• GIVEN TASK: Reproduce each of the items below verbatim, in the same order.

• SOURCE RECORDS:
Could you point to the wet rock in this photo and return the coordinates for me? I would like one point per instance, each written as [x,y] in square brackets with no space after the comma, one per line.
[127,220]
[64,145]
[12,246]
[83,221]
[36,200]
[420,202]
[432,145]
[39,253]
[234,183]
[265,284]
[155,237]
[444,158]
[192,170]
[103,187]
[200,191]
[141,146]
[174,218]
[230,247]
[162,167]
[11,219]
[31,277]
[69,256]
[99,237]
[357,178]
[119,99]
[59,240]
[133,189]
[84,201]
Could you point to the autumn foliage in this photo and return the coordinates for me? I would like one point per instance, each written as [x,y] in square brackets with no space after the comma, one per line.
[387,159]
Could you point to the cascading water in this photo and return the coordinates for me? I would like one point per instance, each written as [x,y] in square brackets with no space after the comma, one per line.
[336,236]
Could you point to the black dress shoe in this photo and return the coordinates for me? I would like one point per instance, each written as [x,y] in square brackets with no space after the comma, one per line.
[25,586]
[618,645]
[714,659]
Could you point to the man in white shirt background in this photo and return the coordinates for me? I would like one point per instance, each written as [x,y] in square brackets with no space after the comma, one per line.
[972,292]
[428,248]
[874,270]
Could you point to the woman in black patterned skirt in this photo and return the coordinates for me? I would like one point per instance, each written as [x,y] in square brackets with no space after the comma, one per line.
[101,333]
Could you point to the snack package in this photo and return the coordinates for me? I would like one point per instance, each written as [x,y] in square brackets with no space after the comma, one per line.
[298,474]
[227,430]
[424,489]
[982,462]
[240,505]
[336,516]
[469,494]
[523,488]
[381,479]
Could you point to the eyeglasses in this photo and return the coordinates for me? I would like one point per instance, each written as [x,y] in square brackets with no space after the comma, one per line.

• ANSWER BELOW:
Could you point to the wet rock in this photo and return the coordinates for me? I would like one point per instance, each written as [x,y] in square brackets with no space after the comma, one per line.
[127,220]
[64,145]
[12,246]
[83,221]
[36,200]
[420,202]
[432,145]
[39,253]
[234,183]
[265,284]
[155,237]
[444,158]
[192,170]
[103,187]
[200,191]
[141,146]
[174,218]
[230,247]
[162,167]
[11,219]
[31,277]
[69,256]
[99,237]
[357,178]
[119,99]
[59,240]
[133,189]
[84,201]
Could you point to the autumn foliage in this photo and return the coordinates for me? I would like one point per instance, each written as [x,y] in square brackets with no space after the comma, one per line.
[387,159]
Could you point to the cascading water in this photo and return the coordinates for me? I would like one point per instance, each written as [x,y] in square brackets with no space after the comma, one per line.
[336,236]
Could you point to the black dress shoe in this photo and return the coordinates for me? I would like one point per instance, each written as [x,y] in square brackets with no space after the comma, one per line.
[25,586]
[618,645]
[714,659]
Could you point to the man in white shirt background in this photo and return the coordinates for me? I would like one point per instance, each written as [x,y] in square brackets with no space after the comma, one per line.
[972,292]
[428,248]
[874,270]
Could you point to the woman in black patterned skirt in this photo and return the coordinates for me? I would like one point per instance, each written as [x,y] in square brackets with no space after the comma, one per line.
[101,333]
Could you point to the snack package in this photo and return the coordinates for me? I would like one point per instance, each written as [x,y] in square brackets with no space after the comma, one per line.
[298,474]
[227,430]
[424,489]
[982,462]
[240,505]
[336,516]
[469,494]
[523,488]
[381,479]
Could you point to the eyeglasses in this photo and return the coordinates for me? I would like one point per instance, each written as [x,y] in square brackets with no space after the comma, one per line.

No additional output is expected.